• Instructions to follow:
Scale the entries below, beginning with the line that contains "Could you please pick out the bush" and continuing through the end of the entries. Repeat every line, requests included, but multiply each point coordinate in the answers by 2.35 and round it to a whole number, halves up, and leave the pictures out.

═════ Task inputs

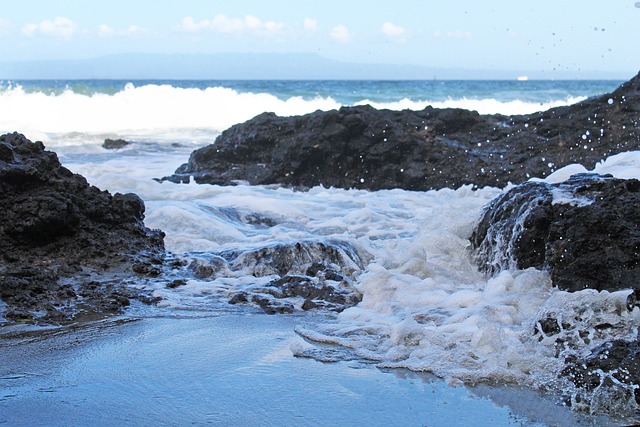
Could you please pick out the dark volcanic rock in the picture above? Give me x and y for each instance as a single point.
(609, 376)
(585, 231)
(361, 147)
(319, 274)
(56, 226)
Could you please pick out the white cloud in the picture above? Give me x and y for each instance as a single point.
(341, 34)
(310, 24)
(5, 27)
(105, 30)
(60, 27)
(394, 31)
(223, 24)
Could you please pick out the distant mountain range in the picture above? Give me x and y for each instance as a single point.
(228, 66)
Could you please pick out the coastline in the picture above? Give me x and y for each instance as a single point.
(232, 369)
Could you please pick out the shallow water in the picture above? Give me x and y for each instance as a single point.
(235, 370)
(425, 306)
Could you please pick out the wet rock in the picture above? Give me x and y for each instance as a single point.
(57, 231)
(296, 258)
(319, 273)
(609, 376)
(176, 283)
(584, 231)
(114, 144)
(361, 147)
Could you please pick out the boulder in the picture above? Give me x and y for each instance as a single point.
(584, 231)
(305, 274)
(362, 147)
(59, 233)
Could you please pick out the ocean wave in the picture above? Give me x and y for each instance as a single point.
(186, 113)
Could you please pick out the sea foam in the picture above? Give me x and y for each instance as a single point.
(164, 113)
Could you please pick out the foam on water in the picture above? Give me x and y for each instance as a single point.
(425, 306)
(165, 113)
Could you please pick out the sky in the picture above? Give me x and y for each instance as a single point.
(537, 35)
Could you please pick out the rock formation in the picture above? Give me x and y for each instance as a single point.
(66, 247)
(361, 147)
(584, 231)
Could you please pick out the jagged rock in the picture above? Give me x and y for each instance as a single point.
(361, 147)
(584, 231)
(319, 273)
(609, 376)
(55, 227)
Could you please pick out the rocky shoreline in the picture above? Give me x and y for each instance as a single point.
(66, 247)
(364, 148)
(71, 252)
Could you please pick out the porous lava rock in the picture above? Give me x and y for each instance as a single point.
(61, 238)
(366, 148)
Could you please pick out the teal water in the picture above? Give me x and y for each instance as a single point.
(348, 92)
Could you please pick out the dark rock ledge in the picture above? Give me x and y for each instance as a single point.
(586, 233)
(361, 147)
(67, 249)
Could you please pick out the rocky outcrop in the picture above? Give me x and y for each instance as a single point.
(584, 231)
(304, 275)
(361, 147)
(66, 247)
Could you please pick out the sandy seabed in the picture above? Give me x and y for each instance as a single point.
(231, 370)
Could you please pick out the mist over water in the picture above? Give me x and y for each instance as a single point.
(425, 305)
(198, 110)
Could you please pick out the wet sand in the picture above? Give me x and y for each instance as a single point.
(231, 370)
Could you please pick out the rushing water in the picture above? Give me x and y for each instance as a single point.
(425, 306)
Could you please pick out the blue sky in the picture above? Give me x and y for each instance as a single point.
(540, 35)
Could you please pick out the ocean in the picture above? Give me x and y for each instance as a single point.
(425, 307)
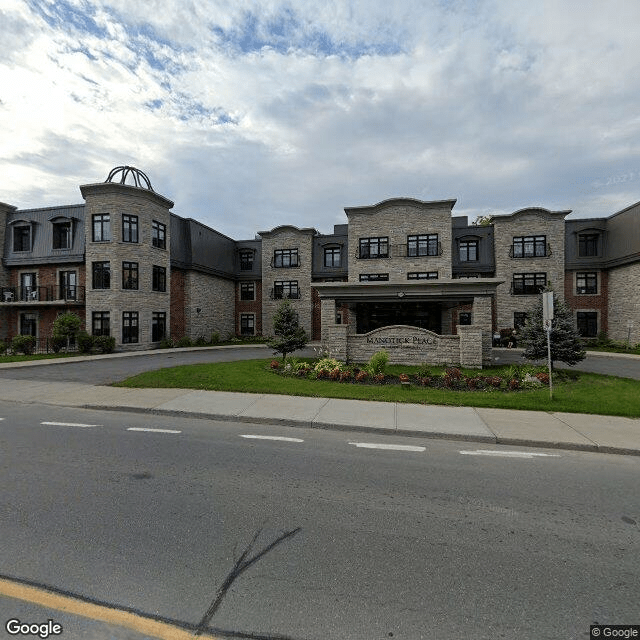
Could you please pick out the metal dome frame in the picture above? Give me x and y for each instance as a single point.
(140, 178)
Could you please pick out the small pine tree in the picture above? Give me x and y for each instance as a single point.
(66, 326)
(289, 335)
(565, 342)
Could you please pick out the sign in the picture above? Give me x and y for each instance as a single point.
(547, 309)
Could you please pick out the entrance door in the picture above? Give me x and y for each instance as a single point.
(374, 315)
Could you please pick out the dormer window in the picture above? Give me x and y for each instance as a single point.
(588, 244)
(62, 235)
(22, 238)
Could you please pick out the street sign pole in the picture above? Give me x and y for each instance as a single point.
(547, 317)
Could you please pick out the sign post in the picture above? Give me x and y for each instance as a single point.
(547, 318)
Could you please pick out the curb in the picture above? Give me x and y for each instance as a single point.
(310, 424)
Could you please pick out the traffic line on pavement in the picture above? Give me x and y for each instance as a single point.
(153, 430)
(282, 438)
(509, 454)
(70, 424)
(390, 447)
(57, 600)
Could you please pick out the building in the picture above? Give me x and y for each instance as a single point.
(133, 269)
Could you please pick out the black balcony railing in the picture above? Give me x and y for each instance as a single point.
(68, 293)
(279, 294)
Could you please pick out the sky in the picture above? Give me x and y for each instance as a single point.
(252, 115)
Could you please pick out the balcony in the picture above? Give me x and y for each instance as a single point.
(279, 294)
(64, 295)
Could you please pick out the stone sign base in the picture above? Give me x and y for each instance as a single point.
(411, 345)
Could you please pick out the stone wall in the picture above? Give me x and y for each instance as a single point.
(624, 302)
(407, 345)
(397, 221)
(116, 200)
(529, 222)
(209, 305)
(287, 238)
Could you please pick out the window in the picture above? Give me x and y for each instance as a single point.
(129, 327)
(519, 319)
(247, 324)
(101, 225)
(129, 228)
(22, 238)
(587, 324)
(62, 235)
(424, 245)
(373, 277)
(158, 326)
(247, 291)
(28, 324)
(100, 323)
(529, 247)
(129, 275)
(586, 283)
(374, 248)
(285, 289)
(246, 260)
(285, 258)
(159, 278)
(28, 286)
(332, 257)
(588, 244)
(468, 250)
(158, 235)
(68, 285)
(101, 275)
(528, 283)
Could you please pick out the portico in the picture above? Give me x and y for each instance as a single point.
(412, 321)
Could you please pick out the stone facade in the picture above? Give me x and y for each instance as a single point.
(397, 220)
(209, 304)
(624, 303)
(118, 200)
(284, 239)
(521, 224)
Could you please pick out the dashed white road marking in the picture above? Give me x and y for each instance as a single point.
(510, 454)
(391, 447)
(153, 430)
(70, 424)
(282, 438)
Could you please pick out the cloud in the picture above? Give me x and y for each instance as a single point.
(288, 111)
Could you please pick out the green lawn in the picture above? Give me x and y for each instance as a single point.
(588, 393)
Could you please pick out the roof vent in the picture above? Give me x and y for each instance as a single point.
(135, 176)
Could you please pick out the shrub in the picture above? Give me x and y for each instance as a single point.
(104, 344)
(85, 342)
(543, 377)
(378, 362)
(57, 343)
(23, 344)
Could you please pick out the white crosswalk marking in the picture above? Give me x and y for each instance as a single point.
(389, 447)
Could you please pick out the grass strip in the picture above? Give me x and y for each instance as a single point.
(588, 393)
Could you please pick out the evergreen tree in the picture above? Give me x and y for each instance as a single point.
(289, 335)
(566, 345)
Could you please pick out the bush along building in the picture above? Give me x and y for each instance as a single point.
(404, 274)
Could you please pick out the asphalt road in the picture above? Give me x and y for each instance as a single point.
(441, 542)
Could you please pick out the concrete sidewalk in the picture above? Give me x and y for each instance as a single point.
(604, 434)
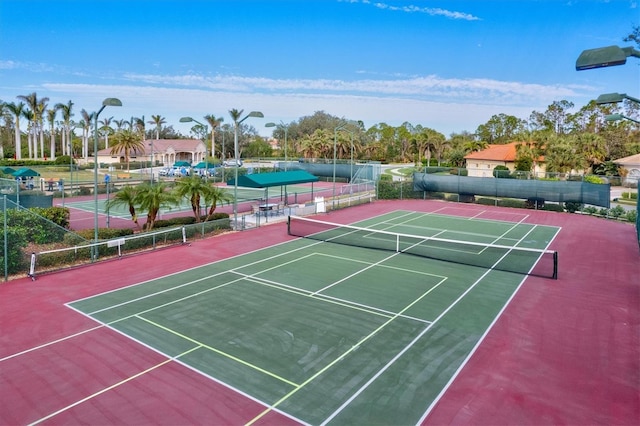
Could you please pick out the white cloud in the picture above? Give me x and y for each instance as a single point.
(173, 103)
(432, 11)
(427, 88)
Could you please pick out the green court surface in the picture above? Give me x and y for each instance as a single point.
(324, 332)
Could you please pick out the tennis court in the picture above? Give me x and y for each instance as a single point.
(327, 331)
(122, 211)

══════════

• Answer to this problem:
Could you please pick out the bush along building in the picture above? Give me x and y for each instance as a single point.
(949, 644)
Could you please pick out the asphalt road in the picture above? Give me x and y for each instance as a single point.
(1036, 1274)
Could you please pick out the concrete sidewalk in the picture above? Give me x and y for each instance as a single point.
(1419, 1020)
Could you please pick out the white cloud in the picture above? Give me x and y for each instance as a single point.
(407, 242)
(1015, 26)
(1003, 207)
Could you please pick out the green court surface in the picture above? Give me x and y for each instance as a single point.
(761, 780)
Could you please pick out the tennis court in the picture above? Give me x and y for each instance as a single point.
(768, 778)
(287, 496)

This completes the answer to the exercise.